## [SOURCE DOCUMENT]
Cloud native

See how the Ballerina programming language has constructs that seamlessly map to network programming concepts such as services and network resources. It also comes with built-in language support to deploy Ballerina applications on the cloud using Docker and Kubernetes.

In a microservice architecture, smaller services are developed, deployed, and scaled individually. These disaggregated services communicate with each other over the network forcing developers to deal with the fallacies of distributed computing in their application logic. For decades, programming languages have treated networks simply as I/O sources. The sections below demonstrate a few of Ballerina's inherent capabilities to develop distributed services effectively and the cloud-native deployment process that is provided as part of the programming experience.

Network-friendly type system

Ballerina's type system is specifically focused on aiding the development of networked and distributed applications. Ballerina is a null-safe language with built-in support for popular wire formats JSON and XML, and seamless conversions between JSON and user-defined types.

Get started

The sample below demonstrates a few simple usages of json and xml types.

Copy
import ballerina/io;

public function main() returns error? {
    string name = "Katie Melua";

    // XML literal.
    xml album = xml
    `<Album>
        <name>Piece By Piece</name>
        <artist>${name}</artist>
        <song>Spider's Web</song>
        <song>Nine Million Bicycles</song>
    </Album>`;
    io:println("XML Value: ", album);

    // Extract the list of song names from the XML value using a query expression.
    string[] songs = from var song in album/<song>
        select song.data();
    io:println("Extracted song names: ", songs);

    // JSON literal.
    json jAlbum = {
        "name": (album/<name>).data(),
        "artist": name,
        songs
    };
    io:println("JSON value: ", jAlbum);

    json artistName = check jAlbum.artist;
    io:println("Album artist: ", artistName);
}

The Ballerina source file is compiled and executed in the following manner.

Copy
$ bal run xml_json_sample.bal

Output:

Compiling source xml_json_sample.bal Running executable XML Value: <Album> <name>Piece By Piece</name> <artist>Katie Melua</artist> <song>Spider's Web</song> <song>Nine Million Bicycles</song> </Album> Extracted song names: ["Spider's Web","Nine Million Bicycles"] JSON value: {"name":"Piece By Piece","artist":"Katie Melua","songs":["Spider's Web","Nine Million Bicycles"]} Album artist: Katie Melua

Services

Services in Ballerina work with a listener object and can have one or more resource methods that contain application logic. The listener object provides an interface between the network and the service. It receives network messages from a remote process according to the defined protocol (e.g., HTTP, GraphQL). Next, it translates them into calls on the resource methods of the services that have been attached to the listener object.

Get started

Below is a simple Hello World service to get you started.

Copy
import ballerina/http;

service on new http:Listener(9090) {

    resource function get greeting() returns string {
        return "Hello, World!";
    }
}

The Ballerina source file is compiled and executed in the following manner.

Copy
$ bal run hello.bal

You view the output below.

Copy
Compiling source hello.bal Running executable $ curl http://localhost:9090/greeting Hello, World!

Ballerina services come with built-in concurrency. Every request to a resource method may be handled in a separate strand (a concurrency unit in Ballerina), which gives implicit concurrent behavior to a service.

Location identification listing

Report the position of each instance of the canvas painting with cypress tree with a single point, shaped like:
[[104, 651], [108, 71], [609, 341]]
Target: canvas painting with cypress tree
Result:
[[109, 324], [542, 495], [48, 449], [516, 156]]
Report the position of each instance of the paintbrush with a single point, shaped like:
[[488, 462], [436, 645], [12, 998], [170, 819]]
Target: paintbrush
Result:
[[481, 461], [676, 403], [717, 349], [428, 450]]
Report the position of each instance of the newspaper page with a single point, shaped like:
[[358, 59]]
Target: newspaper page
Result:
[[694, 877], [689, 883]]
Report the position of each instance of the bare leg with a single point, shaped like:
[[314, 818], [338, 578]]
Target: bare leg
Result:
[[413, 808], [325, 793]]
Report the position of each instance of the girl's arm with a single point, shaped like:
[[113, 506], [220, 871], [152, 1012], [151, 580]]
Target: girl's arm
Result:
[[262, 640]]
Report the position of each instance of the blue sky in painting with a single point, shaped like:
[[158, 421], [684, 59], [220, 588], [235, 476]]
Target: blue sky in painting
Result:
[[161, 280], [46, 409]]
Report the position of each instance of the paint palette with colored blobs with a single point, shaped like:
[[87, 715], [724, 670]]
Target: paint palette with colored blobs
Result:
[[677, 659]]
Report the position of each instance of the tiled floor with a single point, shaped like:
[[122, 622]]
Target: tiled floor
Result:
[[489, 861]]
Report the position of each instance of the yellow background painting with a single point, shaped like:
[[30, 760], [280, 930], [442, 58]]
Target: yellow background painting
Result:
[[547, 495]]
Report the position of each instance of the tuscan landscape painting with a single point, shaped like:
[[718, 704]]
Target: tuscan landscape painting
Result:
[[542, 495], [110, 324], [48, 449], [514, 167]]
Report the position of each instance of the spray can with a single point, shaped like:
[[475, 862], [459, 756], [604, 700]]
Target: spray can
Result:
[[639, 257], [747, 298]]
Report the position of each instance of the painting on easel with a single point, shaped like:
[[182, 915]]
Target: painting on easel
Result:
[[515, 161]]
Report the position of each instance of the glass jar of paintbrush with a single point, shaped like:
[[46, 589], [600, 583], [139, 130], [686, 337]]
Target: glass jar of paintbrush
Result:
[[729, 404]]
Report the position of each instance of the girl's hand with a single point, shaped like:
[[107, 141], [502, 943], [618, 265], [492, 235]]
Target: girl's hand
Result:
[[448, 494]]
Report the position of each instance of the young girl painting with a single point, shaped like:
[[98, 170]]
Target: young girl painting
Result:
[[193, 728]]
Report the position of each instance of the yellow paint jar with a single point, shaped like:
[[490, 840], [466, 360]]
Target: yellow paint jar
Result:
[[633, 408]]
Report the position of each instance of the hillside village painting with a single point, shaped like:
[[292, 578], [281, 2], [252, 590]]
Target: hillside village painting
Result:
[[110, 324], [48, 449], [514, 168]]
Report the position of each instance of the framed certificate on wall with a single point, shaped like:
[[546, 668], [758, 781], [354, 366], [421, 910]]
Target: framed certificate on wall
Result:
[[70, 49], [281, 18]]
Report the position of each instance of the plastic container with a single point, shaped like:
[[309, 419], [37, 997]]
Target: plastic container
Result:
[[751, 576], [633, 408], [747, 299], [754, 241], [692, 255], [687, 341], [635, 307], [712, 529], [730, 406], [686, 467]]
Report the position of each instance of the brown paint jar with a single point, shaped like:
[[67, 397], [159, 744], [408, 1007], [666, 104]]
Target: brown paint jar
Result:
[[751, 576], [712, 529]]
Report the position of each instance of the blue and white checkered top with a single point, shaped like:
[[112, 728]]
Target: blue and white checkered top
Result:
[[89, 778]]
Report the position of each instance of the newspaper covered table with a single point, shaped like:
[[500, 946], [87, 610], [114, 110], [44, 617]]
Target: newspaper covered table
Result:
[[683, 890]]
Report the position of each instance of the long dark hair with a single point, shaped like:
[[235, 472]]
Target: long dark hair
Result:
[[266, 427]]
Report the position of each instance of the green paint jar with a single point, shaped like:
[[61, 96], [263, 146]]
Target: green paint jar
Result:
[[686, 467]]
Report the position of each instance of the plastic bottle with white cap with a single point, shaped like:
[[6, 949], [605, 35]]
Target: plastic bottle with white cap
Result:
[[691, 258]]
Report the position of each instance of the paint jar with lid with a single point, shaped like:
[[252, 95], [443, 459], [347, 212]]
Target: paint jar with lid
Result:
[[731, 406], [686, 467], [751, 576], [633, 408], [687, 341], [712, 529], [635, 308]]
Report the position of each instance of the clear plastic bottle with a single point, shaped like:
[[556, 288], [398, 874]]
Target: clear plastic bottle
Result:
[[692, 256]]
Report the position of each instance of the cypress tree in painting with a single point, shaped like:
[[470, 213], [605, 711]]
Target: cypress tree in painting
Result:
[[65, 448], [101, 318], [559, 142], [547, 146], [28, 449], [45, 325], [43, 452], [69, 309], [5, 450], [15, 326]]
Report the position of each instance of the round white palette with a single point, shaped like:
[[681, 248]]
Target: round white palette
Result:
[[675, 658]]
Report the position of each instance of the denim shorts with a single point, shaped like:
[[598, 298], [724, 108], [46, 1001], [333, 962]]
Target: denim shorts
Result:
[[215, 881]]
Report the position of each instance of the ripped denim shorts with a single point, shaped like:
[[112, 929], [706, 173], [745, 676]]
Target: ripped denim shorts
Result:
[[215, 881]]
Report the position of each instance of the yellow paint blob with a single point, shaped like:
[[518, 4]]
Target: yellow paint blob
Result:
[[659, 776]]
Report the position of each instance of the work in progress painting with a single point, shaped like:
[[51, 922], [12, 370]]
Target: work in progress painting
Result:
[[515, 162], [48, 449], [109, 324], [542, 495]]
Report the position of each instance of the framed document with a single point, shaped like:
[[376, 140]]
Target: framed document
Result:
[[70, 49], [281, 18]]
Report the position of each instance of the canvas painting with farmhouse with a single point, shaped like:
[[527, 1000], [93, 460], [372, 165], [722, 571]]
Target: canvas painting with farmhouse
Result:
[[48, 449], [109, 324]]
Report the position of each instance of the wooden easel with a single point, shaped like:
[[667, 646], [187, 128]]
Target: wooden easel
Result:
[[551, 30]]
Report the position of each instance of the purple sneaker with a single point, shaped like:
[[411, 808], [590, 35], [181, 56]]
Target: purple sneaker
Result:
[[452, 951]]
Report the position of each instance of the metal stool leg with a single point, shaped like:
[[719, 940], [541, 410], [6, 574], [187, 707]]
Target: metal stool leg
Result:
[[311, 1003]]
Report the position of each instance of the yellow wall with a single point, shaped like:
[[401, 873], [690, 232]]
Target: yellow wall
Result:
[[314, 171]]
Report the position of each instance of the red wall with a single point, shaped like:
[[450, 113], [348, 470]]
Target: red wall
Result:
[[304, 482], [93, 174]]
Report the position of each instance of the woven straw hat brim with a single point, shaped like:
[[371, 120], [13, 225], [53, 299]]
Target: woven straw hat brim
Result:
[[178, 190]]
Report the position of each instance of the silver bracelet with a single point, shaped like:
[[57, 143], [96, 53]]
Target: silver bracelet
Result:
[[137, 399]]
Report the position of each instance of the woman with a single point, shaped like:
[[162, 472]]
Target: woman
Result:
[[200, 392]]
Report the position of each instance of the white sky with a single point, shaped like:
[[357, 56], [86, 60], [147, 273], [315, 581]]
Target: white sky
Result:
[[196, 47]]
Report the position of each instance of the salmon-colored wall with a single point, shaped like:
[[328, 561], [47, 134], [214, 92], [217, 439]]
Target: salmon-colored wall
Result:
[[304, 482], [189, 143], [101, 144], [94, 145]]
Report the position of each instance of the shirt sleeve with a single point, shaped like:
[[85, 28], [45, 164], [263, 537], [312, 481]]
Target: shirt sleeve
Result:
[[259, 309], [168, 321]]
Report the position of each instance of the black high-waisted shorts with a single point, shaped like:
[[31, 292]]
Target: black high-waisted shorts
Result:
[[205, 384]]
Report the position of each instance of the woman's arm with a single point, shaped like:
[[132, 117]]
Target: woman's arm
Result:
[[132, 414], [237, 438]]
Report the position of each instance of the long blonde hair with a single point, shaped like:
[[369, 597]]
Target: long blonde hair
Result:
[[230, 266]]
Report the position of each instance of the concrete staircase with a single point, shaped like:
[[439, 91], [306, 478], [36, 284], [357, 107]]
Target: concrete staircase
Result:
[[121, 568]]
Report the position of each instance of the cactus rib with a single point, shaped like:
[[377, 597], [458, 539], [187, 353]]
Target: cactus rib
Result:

## [JOBS]
A – Please retype the passage of the Ballerina cloud-native page from "resource function get" up to and including "http://localhost:9090/greeting Hello, World!".
B – Decide whether each statement agrees with the Ballerina cloud-native page, answering yes or no and quoting the words from the page that settle it: (i) Ballerina is a null-safe language. (ii) The Hello World service listens on port 8080. (iii) Every request to a resource method has to be handled in the same strand.
C – Proceed with the Ballerina cloud-native page from the point where it stops.
The location identification listing is separate from the Ballerina cloud-native page.

## [OUTPUTS FOR THE TASKS]
A –
resource function get greeting() returns string {
        return "Hello, World!";
    }
}

The Ballerina source file is compiled and executed in the following manner.

Copy
$ bal run hello.bal

You view the output below.

Copy
Compiling source hello.bal Running executable $ curl http://localhost:9090/greeting Hello, World!

B –
(i) Yes: "Ballerina is a null-safe language"
(ii) No: "service on new http:Listener(9090)"
(iii) No: "Every request to a resource method may be handled in a separate strand"

C –
Some protocols supported out-of-the-box are:

Async network protocol

In the request-response paradigm, network calls are blocking calls. However, blocking an OS thread to perform a network interaction is very expensive. That’s why many other languages supported async I/O, and with that, you have to implement complicated logic to handle asynchronous events using techniques such as callbacks and promises. Ballerina’s request-response protocols are implicitly non-blocking and will take care of asynchronous invocations.

Get started

The code snippet below shows a call to a simple HTTP GET request endpoint.

Copy
import ballerina/http;
import ballerina/io;

public function main() returns @tainted error? {
    http:Client clientEP = check new ("http://www.mocky.io");
    string payload = check clientEP->get("/v2/5ae082123200006b00510c3d");
    io:println(payload);
}

Although the above get operation is seemingly a blocking operation, internally, it does an asynchronous execution using the non-blocking I/O, where the current execution thread is released to the Ballerina runtime scheduler to be used by other Ballerina strands. After the I/O operation ends, the program execution automatically resumes from where it was suspended. This pattern gives you a much more convenient programming model than handling the non-blocking I/O manually while providing maximum performance efficiency.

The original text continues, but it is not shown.